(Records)
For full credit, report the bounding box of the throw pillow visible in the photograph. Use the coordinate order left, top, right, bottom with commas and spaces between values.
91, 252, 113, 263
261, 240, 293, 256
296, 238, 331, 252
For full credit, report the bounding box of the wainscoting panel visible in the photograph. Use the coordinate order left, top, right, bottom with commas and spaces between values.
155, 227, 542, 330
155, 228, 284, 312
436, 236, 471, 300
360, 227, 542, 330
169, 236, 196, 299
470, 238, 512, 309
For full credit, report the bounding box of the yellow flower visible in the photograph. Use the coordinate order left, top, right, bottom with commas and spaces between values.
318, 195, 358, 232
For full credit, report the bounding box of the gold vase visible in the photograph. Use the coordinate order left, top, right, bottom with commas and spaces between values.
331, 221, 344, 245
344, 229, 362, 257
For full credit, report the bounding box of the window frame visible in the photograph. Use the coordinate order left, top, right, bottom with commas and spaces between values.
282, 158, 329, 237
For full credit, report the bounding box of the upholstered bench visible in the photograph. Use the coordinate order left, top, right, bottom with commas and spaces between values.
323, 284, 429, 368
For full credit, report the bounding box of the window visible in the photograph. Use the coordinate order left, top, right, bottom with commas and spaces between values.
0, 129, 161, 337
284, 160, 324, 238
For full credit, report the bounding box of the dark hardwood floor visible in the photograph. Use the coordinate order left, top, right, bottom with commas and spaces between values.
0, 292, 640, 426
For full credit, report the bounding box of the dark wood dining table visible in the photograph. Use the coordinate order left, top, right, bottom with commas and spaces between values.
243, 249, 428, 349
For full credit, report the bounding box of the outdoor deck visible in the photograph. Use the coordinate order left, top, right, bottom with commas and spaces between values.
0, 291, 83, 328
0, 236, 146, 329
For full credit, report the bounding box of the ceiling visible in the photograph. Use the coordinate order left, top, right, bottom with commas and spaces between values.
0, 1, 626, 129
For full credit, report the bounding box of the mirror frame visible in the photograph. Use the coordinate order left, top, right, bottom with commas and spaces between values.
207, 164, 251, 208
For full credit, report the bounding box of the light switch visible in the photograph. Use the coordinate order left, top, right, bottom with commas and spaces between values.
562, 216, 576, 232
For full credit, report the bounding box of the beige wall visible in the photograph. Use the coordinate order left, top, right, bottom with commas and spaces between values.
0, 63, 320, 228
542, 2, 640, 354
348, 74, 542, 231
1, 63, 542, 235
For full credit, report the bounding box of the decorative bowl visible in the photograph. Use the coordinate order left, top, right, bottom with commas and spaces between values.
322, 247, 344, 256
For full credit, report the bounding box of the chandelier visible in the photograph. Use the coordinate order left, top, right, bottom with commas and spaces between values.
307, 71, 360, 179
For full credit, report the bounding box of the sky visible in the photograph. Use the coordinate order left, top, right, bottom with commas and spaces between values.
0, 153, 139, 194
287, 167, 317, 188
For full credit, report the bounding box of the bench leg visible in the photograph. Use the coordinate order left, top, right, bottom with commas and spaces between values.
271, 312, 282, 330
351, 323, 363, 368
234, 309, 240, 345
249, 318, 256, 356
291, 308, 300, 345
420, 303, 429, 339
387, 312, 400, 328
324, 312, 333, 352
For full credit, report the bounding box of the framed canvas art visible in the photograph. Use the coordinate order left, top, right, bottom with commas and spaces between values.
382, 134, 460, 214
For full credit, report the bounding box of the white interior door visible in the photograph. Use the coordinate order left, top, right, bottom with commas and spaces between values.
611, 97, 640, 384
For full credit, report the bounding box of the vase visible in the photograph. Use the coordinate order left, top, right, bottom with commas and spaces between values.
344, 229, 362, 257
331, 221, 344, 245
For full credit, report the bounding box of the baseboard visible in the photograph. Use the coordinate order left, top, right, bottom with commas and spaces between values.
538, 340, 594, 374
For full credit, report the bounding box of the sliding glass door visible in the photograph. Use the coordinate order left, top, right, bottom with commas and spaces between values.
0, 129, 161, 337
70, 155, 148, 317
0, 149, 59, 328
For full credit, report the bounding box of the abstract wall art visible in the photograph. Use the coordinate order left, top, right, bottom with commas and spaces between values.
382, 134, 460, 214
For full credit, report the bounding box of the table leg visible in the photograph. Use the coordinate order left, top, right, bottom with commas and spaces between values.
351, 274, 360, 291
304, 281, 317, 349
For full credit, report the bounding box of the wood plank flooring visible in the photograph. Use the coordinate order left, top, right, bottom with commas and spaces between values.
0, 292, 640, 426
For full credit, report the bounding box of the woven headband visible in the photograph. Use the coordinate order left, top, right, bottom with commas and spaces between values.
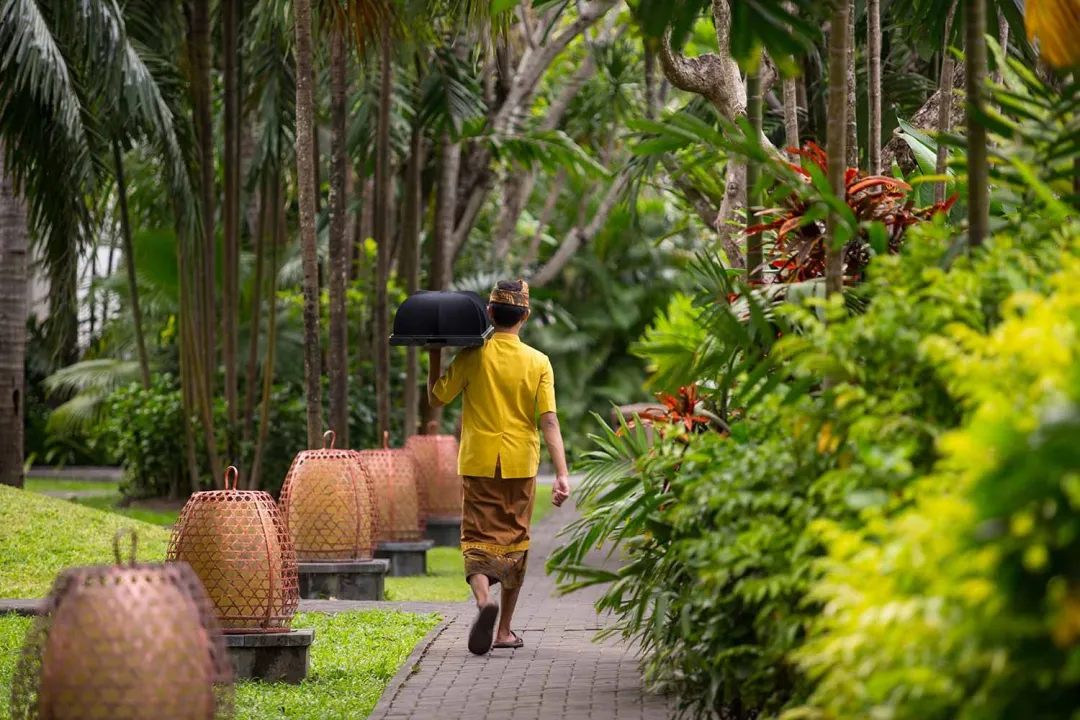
489, 280, 529, 309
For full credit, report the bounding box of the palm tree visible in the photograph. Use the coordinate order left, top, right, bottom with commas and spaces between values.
746, 65, 765, 283
327, 18, 350, 448
0, 152, 30, 488
293, 0, 323, 448
112, 138, 150, 390
934, 2, 959, 203
220, 0, 242, 456
375, 24, 393, 436
963, 0, 990, 247
825, 0, 850, 295
866, 0, 881, 175
0, 0, 195, 480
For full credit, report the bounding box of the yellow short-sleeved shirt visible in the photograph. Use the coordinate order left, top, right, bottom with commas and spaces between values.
433, 332, 555, 478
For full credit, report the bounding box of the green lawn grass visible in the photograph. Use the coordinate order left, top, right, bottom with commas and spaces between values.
0, 611, 438, 720
237, 611, 438, 720
24, 477, 120, 492
0, 486, 168, 598
76, 492, 180, 528
0, 486, 552, 602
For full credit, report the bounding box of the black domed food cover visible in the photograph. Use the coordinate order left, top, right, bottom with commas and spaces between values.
390, 290, 495, 348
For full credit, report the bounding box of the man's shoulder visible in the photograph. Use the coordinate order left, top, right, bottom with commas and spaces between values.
519, 342, 551, 365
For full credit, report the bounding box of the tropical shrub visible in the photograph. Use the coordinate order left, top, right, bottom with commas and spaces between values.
551, 215, 1076, 718
787, 249, 1080, 720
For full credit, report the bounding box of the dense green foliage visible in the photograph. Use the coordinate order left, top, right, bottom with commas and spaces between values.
552, 195, 1078, 718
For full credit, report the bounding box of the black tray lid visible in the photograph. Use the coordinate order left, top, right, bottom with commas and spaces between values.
390, 290, 495, 348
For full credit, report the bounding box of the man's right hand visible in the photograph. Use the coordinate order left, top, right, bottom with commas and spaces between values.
551, 475, 570, 507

Exercise task:
Give each line of the records as a string in a JSON list, one string per line with blank lines left out, covering all the records. Leave the pictures out of the answer.

Task result:
[
  "For full credit, report the bounding box of the throw pillow visible in the photograph. Use the coordinate order left, top, right, bottom with commas and spaces between values.",
  "91, 252, 113, 263",
  "261, 240, 293, 256",
  "296, 238, 331, 252",
  "For full credit, report the bounding box of the wainscoting panel visible in the photograph. Use the coordinate order left, top, right, bottom with commas and spaces between values.",
  "155, 227, 542, 330",
  "155, 228, 284, 312",
  "436, 236, 471, 300",
  "360, 227, 542, 330",
  "169, 236, 196, 299",
  "470, 238, 512, 309",
  "For full credit, report the bounding box of the yellow flower visible in the photograph. Use the coordinate order left, top, right, bottom with commas and spaces between values.",
  "318, 195, 358, 232",
  "For full credit, report the bounding box of the gold vase visible in the photograph. Use the coordinate order left, top, right, bottom with commas and spaces between values.",
  "331, 221, 344, 245",
  "344, 229, 362, 257",
  "For full credit, report the bounding box of the window frame visible in the photograph. Use the coordinate order left, top, right, bottom with commas and spaces between values.",
  "282, 158, 329, 237",
  "For full credit, report the bounding box of the upholstered bench visible in the photograph. Use the coordinate order left, top, right, bottom with commas and spaces between values.",
  "323, 284, 429, 368",
  "For full credit, report the bounding box of the window visible in the photograph. Use the coordinate order left, top, right, bottom with commas and spaces between values.",
  "0, 129, 161, 337",
  "284, 160, 324, 238",
  "For full credit, report the bounding box of the dark hardwood floor visible in the photograph. Use the coordinate order left, top, right, bottom with commas and spaces between values.",
  "0, 292, 640, 426",
  "For full credit, report the bounding box of the dark wood dining table visible in the photograph. Use the coordinate order left, top, right, bottom with commas and spaces between values.",
  "243, 249, 428, 349",
  "For full credit, report the bounding box of the outdoor deck visible in the photograph. Use the coordinate order left, top, right, bottom with commas and spaces between values.",
  "0, 291, 83, 328",
  "0, 236, 146, 329",
  "For full credit, report the bounding box of the ceiling visible in the photograph. Use the coordinate order left, top, right, bottom with commas and spaces between values.",
  "0, 1, 626, 129",
  "For full credit, report the bounding box of the mirror frame visible in the photograph. Use the coordinate order left, top, right, bottom with commas and spaces between values.",
  "207, 164, 251, 208",
  "For full credit, report the bounding box of the light switch visible in the photograph. Use the coordinate order left, top, right, bottom with commas and spaces between values.",
  "562, 216, 576, 232",
  "For full credit, report the bounding box of the beige wall visible in the photograph. Use the coordinate order left, top, right, bottom with commas and spaces between values.",
  "0, 63, 320, 228",
  "542, 2, 640, 354",
  "348, 74, 542, 231",
  "1, 63, 542, 235",
  "For full credit, report the bounding box of the decorative bowl visible in the photograph. Use the coordinate order left, top, right, bottom with commas and spaces between values.",
  "322, 247, 344, 256",
  "For full credit, report the bounding box of the chandelier visible in the photograph. Use the coordinate order left, top, right, bottom with commas and spaces between values.",
  "307, 71, 360, 179",
  "For full credit, report the bounding box of the sky visible in the photograph. Use the coordinate order left, top, right, bottom with commas and spaces between values.",
  "0, 153, 139, 194",
  "287, 167, 317, 188",
  "For full credit, report the bounding box of the bench leg visible in the photograph. Use the coordinate order left, top, right, bottom with commas and spaces between values.",
  "271, 312, 282, 330",
  "351, 323, 363, 368",
  "234, 309, 240, 345",
  "249, 318, 256, 356",
  "291, 308, 300, 345",
  "420, 303, 429, 339",
  "387, 312, 400, 328",
  "324, 312, 333, 352",
  "For full credit, report the bounding box of the framed canvas art visible in the photograph. Use the coordinate order left, top, right, bottom with commas and spaces between values.",
  "382, 134, 460, 214",
  "For full credit, report the bounding box of the white interior door visible in the photograph. Use the coordinate order left, top, right, bottom with commas and spaces between values.",
  "611, 97, 640, 384",
  "For full credit, report the bounding box of the vase visible in the photograph. Use the coordinate order left, top, right, bottom with commas and spaces between values.",
  "344, 229, 362, 257",
  "331, 221, 344, 245",
  "For full credit, report the bounding box of the baseboard visible in the photograph. Use the coordinate order left, top, right, bottom with commas and spaces between values.",
  "538, 340, 594, 374",
  "For full credit, report the bounding box of the sliding glass door visible in the photograph. Use the coordinate order left, top, right, bottom with commas and spaces between values.",
  "0, 129, 161, 337",
  "70, 155, 148, 317",
  "0, 149, 59, 328",
  "For full credit, report the bounding box of the abstract wall art visible in the photograph. Use the coordinate order left, top, right, bottom with commas and spaces between values.",
  "382, 134, 460, 214",
  "For full credit, report the bounding box of the table leg visible in the photograph. Use the coordinate order left, top, right, bottom with commas and spaces between values.",
  "351, 274, 360, 291",
  "304, 281, 317, 349",
  "For full credit, report the bounding box of the wood plank flooring visible in the photograph. Use the coordinate order left, top, right, bottom with commas and spaces between values.",
  "0, 292, 640, 426",
  "For full credit, report the bounding box of the woven headband visible in the photograph. Use the coordinate order left, top, right, bottom with commas and spaces between values.",
  "489, 280, 529, 309",
  "For full credit, report the bounding box of the palm tree visible in the photograph. Use the coordinate order left, top, right, bottom with commas and spaces between values.",
  "746, 65, 765, 283",
  "327, 18, 350, 448",
  "0, 152, 30, 488",
  "293, 0, 323, 448",
  "112, 138, 150, 390",
  "934, 2, 959, 203",
  "220, 0, 242, 456",
  "375, 24, 393, 436",
  "963, 0, 990, 247",
  "825, 0, 850, 295",
  "866, 0, 881, 175",
  "0, 0, 195, 480",
  "For full credit, report the bounding box of the yellow short-sleeved shirt visible in the photograph. Use the coordinate order left, top, right, bottom with commas and spaces between values.",
  "433, 332, 555, 478",
  "For full credit, report the bounding box of the green lawn grass visible in the photograph. Use the coordinate order left, top, right, bottom with commas and spaces between values.",
  "0, 611, 438, 720",
  "237, 611, 438, 720",
  "24, 477, 120, 492",
  "0, 486, 168, 598",
  "76, 492, 180, 528",
  "0, 486, 552, 602",
  "For full credit, report the bounding box of the black domed food cover visible in the photograph. Use the coordinate order left, top, right, bottom with commas and spaces between values.",
  "390, 290, 495, 348",
  "For full credit, report the bounding box of the man's shoulder visible in the photograph. Use the coordinate order left, top, right, bottom with commas and spaces between values.",
  "519, 342, 551, 365",
  "For full credit, report the bounding box of the tropical shrub visible in the photograph. Use the coordinate order left, top, right, bottom with commas and spaces between values.",
  "551, 215, 1076, 718",
  "787, 249, 1080, 720",
  "For full credit, report the bounding box of the dense green foliage visible in the photograph. Use the coordinate order left, top, right, bottom with commas and spaces between values.",
  "552, 195, 1078, 718",
  "For full credit, report the bounding box of the black tray lid visible in the photograph. Use the coordinate order left, top, right, bottom with commas and spaces between values.",
  "390, 290, 495, 348",
  "For full credit, report the bounding box of the man's right hand visible in the photograph. Use the coordinate order left, top, right, bottom with commas and spaces between values.",
  "551, 475, 570, 507"
]